● Data
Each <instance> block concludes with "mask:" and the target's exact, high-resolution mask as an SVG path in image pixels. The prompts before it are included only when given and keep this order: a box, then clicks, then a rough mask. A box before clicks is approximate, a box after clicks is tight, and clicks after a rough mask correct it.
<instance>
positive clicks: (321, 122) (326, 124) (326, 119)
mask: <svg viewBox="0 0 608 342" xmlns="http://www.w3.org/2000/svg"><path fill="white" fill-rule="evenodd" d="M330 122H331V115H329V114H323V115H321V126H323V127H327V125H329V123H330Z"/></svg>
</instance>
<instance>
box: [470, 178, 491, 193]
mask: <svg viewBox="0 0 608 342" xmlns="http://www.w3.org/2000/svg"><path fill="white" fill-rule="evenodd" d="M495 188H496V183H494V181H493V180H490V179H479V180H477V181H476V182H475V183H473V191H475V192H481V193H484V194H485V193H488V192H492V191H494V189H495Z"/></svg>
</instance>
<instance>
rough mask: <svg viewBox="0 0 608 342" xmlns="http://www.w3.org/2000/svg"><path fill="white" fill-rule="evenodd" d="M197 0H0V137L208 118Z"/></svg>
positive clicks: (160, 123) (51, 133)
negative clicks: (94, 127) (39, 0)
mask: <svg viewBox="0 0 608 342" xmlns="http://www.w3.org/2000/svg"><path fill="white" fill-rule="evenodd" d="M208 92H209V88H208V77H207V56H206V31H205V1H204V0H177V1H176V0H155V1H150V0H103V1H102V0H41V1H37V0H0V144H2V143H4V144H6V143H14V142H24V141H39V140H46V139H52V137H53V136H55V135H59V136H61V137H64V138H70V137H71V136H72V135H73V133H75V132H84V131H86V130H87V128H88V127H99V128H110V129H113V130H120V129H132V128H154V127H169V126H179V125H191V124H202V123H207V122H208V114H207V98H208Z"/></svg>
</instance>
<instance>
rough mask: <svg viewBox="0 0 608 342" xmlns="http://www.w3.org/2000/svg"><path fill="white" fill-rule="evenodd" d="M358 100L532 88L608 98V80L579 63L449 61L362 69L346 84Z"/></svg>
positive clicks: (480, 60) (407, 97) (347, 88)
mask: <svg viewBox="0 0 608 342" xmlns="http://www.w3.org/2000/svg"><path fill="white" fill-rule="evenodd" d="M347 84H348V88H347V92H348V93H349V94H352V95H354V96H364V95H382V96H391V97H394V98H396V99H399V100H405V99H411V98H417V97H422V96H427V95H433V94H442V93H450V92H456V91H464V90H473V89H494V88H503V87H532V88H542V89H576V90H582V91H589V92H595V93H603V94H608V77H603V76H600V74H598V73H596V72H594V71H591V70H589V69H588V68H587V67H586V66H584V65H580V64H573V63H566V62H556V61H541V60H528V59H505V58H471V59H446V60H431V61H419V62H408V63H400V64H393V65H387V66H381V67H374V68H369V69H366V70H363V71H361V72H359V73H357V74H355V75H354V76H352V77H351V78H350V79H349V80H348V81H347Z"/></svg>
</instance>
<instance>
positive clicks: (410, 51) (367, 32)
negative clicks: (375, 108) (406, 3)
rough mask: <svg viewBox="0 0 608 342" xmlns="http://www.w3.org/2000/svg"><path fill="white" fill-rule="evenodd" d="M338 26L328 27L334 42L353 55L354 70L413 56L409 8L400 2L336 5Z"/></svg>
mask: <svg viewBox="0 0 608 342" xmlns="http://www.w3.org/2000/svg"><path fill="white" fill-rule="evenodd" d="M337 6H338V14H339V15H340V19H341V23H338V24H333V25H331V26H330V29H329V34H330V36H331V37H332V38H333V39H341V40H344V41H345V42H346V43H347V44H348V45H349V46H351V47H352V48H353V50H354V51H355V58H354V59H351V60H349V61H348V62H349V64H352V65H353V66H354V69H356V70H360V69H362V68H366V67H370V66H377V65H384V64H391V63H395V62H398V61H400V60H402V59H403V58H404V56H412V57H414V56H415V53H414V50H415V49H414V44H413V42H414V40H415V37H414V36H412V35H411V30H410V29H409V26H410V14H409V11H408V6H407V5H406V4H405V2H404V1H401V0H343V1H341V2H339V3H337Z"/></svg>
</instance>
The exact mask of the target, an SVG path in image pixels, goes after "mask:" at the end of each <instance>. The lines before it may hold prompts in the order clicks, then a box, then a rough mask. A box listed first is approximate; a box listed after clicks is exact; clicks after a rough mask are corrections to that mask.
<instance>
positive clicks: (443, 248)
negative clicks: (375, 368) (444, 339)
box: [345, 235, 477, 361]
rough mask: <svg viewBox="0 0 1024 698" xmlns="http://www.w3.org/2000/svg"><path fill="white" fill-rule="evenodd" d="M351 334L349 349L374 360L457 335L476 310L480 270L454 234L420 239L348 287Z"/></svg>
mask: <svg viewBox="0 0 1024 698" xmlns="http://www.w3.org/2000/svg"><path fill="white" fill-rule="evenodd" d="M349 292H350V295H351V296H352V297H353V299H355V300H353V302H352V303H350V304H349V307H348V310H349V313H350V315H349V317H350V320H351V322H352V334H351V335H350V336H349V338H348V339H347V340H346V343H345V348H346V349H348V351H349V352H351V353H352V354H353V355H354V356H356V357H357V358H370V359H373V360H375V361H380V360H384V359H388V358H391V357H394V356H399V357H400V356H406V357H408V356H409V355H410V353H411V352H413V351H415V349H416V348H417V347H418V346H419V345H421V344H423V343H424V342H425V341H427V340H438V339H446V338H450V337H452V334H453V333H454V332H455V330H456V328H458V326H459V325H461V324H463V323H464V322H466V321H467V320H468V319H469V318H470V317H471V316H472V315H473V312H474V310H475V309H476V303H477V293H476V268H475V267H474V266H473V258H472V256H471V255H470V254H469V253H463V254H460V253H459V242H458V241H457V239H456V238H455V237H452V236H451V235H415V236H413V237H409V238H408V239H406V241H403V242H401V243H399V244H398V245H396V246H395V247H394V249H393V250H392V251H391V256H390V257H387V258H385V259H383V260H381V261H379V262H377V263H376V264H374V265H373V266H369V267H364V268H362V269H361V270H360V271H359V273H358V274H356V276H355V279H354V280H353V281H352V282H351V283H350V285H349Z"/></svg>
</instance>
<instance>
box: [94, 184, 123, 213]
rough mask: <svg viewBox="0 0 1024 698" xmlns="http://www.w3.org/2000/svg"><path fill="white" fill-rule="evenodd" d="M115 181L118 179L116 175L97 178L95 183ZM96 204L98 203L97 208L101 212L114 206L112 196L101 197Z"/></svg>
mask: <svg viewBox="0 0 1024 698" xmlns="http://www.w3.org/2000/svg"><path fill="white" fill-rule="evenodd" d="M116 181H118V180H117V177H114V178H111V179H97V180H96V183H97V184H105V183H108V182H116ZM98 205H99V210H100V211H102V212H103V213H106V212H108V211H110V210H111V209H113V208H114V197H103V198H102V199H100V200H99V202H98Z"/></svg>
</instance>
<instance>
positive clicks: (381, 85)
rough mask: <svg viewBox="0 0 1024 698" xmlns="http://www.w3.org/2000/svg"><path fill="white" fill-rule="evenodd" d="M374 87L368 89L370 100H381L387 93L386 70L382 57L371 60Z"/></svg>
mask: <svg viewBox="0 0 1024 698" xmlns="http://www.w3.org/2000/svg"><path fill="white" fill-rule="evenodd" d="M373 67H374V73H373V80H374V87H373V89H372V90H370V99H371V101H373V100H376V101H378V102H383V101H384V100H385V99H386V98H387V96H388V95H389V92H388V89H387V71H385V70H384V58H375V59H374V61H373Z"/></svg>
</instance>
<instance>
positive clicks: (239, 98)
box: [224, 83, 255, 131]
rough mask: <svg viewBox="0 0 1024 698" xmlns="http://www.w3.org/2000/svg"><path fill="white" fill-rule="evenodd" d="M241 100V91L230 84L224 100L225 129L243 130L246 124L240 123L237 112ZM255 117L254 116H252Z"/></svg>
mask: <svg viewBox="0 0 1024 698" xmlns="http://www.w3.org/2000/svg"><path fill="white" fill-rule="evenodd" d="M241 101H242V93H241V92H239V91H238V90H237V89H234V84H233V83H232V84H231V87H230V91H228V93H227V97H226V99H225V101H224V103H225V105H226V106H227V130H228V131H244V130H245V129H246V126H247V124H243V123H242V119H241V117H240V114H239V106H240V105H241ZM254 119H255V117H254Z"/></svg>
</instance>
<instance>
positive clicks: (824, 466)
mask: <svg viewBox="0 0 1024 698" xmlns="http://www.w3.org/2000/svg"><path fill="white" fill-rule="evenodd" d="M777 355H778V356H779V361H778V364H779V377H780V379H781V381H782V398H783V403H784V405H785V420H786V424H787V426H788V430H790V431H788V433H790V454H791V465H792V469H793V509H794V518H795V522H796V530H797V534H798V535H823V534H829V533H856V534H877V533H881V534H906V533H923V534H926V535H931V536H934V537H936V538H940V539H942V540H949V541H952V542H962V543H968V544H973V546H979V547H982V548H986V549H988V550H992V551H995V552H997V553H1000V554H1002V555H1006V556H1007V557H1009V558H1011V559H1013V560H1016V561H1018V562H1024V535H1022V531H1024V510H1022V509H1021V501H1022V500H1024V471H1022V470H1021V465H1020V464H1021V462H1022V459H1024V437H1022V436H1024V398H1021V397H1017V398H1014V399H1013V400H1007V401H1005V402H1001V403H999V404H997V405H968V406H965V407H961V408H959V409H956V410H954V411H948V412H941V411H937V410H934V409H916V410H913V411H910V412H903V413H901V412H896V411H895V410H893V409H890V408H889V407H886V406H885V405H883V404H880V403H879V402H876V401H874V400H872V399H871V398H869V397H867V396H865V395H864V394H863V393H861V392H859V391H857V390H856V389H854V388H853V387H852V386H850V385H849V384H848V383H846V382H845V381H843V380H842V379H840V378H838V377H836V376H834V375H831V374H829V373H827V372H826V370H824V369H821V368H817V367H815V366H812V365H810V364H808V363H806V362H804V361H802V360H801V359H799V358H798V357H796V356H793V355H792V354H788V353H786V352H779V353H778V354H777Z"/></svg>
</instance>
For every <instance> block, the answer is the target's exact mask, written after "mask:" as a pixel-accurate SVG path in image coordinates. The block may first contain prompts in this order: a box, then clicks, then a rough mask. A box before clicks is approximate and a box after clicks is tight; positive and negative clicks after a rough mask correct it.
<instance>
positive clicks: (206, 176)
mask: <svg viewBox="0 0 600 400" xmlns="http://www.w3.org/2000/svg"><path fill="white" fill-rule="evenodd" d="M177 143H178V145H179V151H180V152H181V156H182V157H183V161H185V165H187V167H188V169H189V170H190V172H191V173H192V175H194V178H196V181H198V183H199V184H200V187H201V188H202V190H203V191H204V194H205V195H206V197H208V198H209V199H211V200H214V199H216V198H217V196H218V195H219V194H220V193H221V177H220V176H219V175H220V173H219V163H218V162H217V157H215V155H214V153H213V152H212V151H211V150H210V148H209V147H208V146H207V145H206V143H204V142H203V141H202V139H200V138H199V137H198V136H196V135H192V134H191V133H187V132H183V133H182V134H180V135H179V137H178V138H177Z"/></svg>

● What is needed
Give again, exactly as written, every line from the first one above through the line that has "positive clicks: (160, 123) (51, 133)" in it.

● Response for this exercise
Each <instance> block concludes with "mask:" and the target's exact, high-resolution mask as an SVG path in image pixels. The prompts before it are included only when given and keep this order: a box, then clicks, then a rough mask. A box before clicks is approximate, a box after clicks is tight, and clicks after a rough mask correct it.
<instance>
positive clicks: (321, 122) (326, 124) (326, 119)
mask: <svg viewBox="0 0 608 342" xmlns="http://www.w3.org/2000/svg"><path fill="white" fill-rule="evenodd" d="M330 122H331V115H329V114H323V115H321V126H323V127H327V125H329V123H330Z"/></svg>
</instance>
<instance>
box: [470, 178, 491, 193]
mask: <svg viewBox="0 0 608 342" xmlns="http://www.w3.org/2000/svg"><path fill="white" fill-rule="evenodd" d="M495 188H496V183H494V181H493V180H490V179H479V180H477V181H476V182H475V183H473V191H475V192H481V193H484V194H485V193H488V192H492V191H494V189H495Z"/></svg>
</instance>
<instance>
rough mask: <svg viewBox="0 0 608 342" xmlns="http://www.w3.org/2000/svg"><path fill="white" fill-rule="evenodd" d="M197 0H0V137L208 118Z"/></svg>
positive clicks: (160, 123) (51, 133)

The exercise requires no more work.